Vicarious lays off a swath of R&D workers, delays timeline on surgical robot development

Unfortunately for Vicarious Surgical, the robotic surgery system developer is ending the year the same way it began: with a round of layoffs.

During a call with investors Monday afternoon to discuss the company’s third-quarter results, CEO Adam Sachs announced the workforce reduction without specifying exactly how many employees would be affected.

Alongside “several successes” for the business, he said, “we also experienced some setbacks, challenging market conditions, and their resulting pressure on our business drove us to make the difficult decision to once again downsize our team and reduce future planned spending in order to prioritize capital efficiency and better ensure our long-term success.”

MassDevice was first to report the layoffs.

Earlier this year, during Vicarious’ full-year 2022 earnings call in February, William Kelly, the company’s chief financial officer, announced layoffs of 14% of the workforce. The cuts were aimed at reducing administrative, sales and marketing costs, while spending on research and development work was actually slated to increase.

But the R&D department is no longer safe from the chopping block. The latest round of layoffs “significantly” affects R&D, Sachs said on the call, with additional cuts to “significant outsourced R&D spending that was throughout the budget.”

“Most of the functions that we’ve cut are functions that are parallel effort, functions where we’re working on remediating things that we expect to come up—taking the top 10 issues or areas like that and coming up with remediation in anticipation of challenges,” he explained. “Instead, we’re going to do this in a much more serial, more capital-efficient, but slower method: waiting till the issues come up and then remediating them at that time.”

And, while the company refrained from giving exact numbers on the latest round of cuts, Sachs said that after starting the year with around 230 employees, Vicarious is now down to about 130.

Those R&D cuts, combined with a handful of recently identified issues in the process of building the first version of its flagship robotic surgery system, have now set back the system’s development timeline by 12 to 18 months, Sachs said on Monday’s call.

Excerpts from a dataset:
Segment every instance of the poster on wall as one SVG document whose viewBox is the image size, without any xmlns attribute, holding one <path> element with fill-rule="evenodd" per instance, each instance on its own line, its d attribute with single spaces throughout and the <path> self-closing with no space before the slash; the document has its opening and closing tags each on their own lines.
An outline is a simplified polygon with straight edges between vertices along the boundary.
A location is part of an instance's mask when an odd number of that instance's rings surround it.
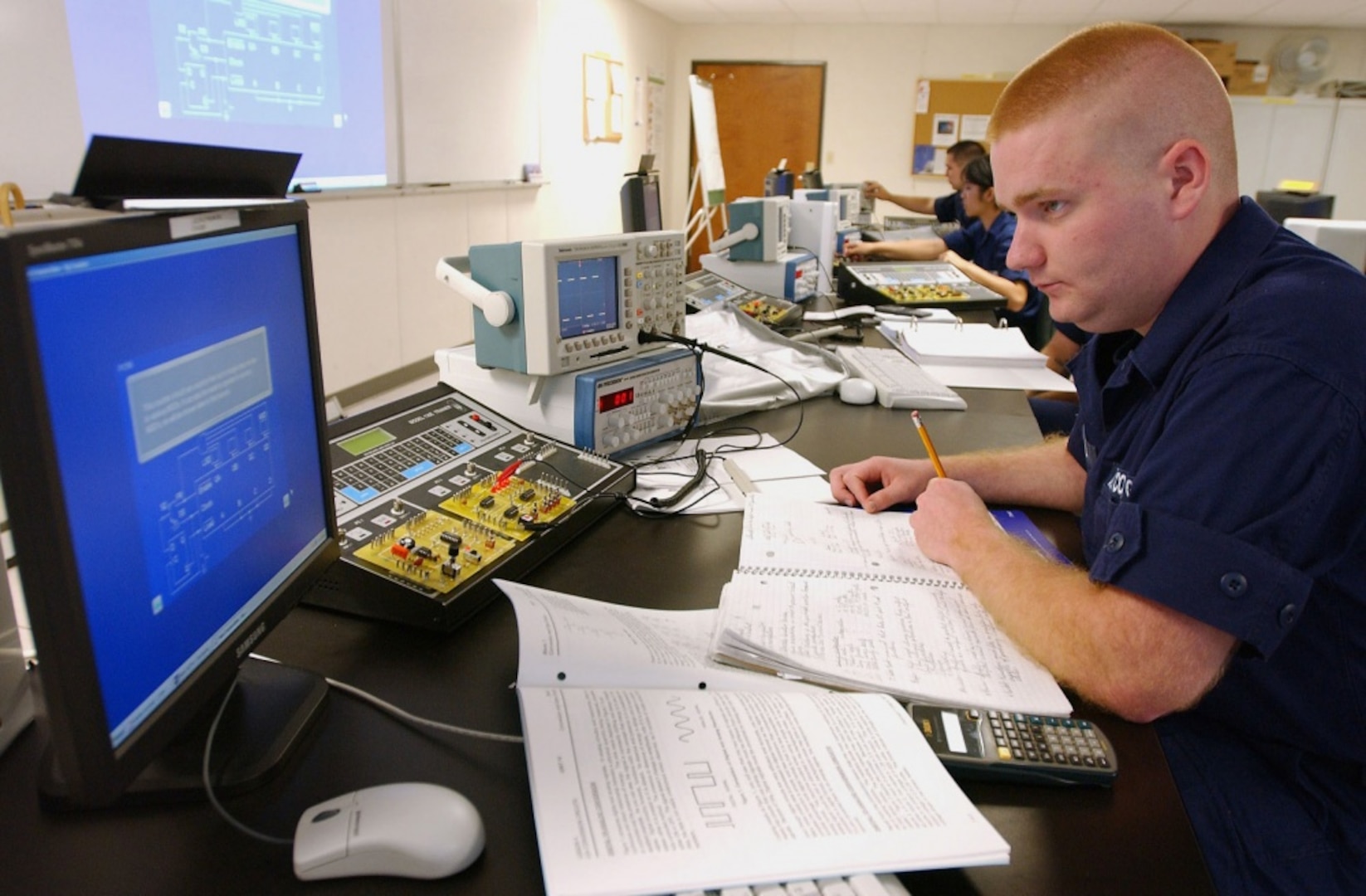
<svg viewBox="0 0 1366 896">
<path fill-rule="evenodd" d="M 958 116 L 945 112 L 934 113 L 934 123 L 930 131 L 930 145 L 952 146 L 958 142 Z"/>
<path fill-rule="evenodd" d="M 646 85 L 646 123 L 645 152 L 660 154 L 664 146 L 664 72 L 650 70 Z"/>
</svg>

--

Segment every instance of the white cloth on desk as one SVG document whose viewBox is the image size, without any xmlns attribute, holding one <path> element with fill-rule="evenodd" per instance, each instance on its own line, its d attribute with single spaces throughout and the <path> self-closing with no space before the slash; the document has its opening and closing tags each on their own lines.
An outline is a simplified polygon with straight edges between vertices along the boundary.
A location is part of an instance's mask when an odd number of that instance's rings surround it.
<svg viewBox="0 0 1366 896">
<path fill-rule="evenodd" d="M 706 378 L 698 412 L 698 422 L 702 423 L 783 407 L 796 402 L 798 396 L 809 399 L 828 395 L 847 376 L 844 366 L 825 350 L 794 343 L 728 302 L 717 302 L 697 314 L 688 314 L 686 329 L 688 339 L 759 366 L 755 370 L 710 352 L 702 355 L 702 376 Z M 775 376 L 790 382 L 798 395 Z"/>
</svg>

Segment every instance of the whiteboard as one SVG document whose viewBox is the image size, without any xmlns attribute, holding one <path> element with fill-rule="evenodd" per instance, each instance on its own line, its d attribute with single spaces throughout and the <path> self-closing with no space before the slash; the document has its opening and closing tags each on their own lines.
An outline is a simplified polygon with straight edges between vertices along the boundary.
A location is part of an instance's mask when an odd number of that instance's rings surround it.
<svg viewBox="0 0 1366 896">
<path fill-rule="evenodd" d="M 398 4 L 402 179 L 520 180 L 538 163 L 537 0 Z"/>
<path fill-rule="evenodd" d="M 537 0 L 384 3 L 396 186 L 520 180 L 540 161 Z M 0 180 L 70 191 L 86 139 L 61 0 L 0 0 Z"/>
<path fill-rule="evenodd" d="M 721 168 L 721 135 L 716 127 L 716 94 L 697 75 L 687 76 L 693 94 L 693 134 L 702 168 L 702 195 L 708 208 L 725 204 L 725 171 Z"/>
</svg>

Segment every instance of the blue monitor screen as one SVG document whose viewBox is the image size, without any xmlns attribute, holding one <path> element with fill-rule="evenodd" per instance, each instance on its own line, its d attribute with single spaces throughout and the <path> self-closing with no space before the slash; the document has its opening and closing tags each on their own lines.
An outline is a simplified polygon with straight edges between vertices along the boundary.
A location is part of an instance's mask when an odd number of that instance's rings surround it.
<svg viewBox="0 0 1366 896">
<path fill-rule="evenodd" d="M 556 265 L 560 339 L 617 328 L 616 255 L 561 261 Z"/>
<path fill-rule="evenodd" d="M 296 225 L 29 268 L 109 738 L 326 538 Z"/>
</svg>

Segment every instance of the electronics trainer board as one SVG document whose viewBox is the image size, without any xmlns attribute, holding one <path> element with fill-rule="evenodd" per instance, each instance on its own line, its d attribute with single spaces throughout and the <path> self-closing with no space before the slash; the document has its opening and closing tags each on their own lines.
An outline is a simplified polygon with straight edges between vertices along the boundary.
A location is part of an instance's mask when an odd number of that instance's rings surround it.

...

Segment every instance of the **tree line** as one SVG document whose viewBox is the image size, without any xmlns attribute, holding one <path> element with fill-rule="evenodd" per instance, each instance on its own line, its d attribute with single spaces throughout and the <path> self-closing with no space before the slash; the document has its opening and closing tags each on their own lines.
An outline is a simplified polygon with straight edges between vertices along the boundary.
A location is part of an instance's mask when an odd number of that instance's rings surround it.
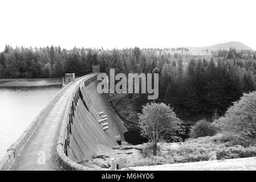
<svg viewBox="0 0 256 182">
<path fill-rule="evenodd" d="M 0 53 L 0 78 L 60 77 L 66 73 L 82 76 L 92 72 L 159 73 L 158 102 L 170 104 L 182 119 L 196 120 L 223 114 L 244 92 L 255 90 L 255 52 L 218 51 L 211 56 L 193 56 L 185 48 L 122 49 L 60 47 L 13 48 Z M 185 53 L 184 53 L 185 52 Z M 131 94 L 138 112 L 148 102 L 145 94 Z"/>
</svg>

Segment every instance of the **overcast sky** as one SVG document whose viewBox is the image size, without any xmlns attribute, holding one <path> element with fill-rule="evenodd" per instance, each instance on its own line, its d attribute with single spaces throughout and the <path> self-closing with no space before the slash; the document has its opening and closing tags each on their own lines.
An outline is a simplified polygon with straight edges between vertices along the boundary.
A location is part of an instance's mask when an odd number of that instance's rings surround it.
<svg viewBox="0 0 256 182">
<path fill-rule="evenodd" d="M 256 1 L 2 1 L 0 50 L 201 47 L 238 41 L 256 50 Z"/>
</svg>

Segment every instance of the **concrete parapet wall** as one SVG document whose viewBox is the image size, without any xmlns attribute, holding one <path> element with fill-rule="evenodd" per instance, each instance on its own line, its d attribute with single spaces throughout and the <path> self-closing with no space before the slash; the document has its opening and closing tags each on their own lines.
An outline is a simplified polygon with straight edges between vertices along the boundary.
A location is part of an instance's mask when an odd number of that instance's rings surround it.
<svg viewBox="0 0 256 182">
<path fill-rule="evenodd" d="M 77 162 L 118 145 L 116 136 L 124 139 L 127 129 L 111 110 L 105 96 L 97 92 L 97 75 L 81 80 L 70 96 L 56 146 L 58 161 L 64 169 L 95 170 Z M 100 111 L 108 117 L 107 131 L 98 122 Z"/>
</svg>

To do: Resume the article on the Vicarious Surgical layoffs from the point where it stops. The lines above have nothing to do with this.

Reply:
Until the announcement this week, Vicarious had planned to finish the building and integration process by the end of this year, followed by clinical trials in 2024 and a de novo submission to the FDA in 2025. Now, however, the company isn’t expecting to wrap up development of the system until next fall, meaning the first human trials won’t begin until “mid-to-late 2025,” Sachs said, and pushing back the FDA submission to “early-to-mid 2026.”

Part of the delay comes from Vicarious’ discovery that certain hardware and software components of the technology “will require additional development efforts in order to ensure system compliance, reliability and safety ahead of formal verification and validation testing,” according to the CEO.

The surgical robot combines several different components—including surgical arms, a camera, a surgeon console and more—all of which were designed by separate subsystem teams and are now being integrated into a single system, a process that’s uncovering “some bugs and some issues across the system,” he said.

“Overall, most components are functioning effectively, but we’re starting to encounter some software challenges which are then, as things come up, uncovering some hardware challenges,” Sachs continued. “So, really, just a one- or probably two-quarter delay there, and the rest being the anticipated impact of reduced spending and our inability to preemptively resolve challenges that may come up.”

News of the R&D cuts and delayed development timeline sent Vicarious’ already precarious stock price even lower. After closing at 39 cents on Monday afternoon, the shares took a steep nosedive Tuesday morning to reach an all-time low of 29 cents.

After spending almost every day since the beginning of August with its shares below the $1 mark, Vicarious earned a warning from the New York Stock Exchange in September. The company now has six months—in this case, until late March—to regain compliance with the NYSE’s rules by getting its stock price to an average closing price of at least $1 for a 30-day period or risk being delisted from the exchange.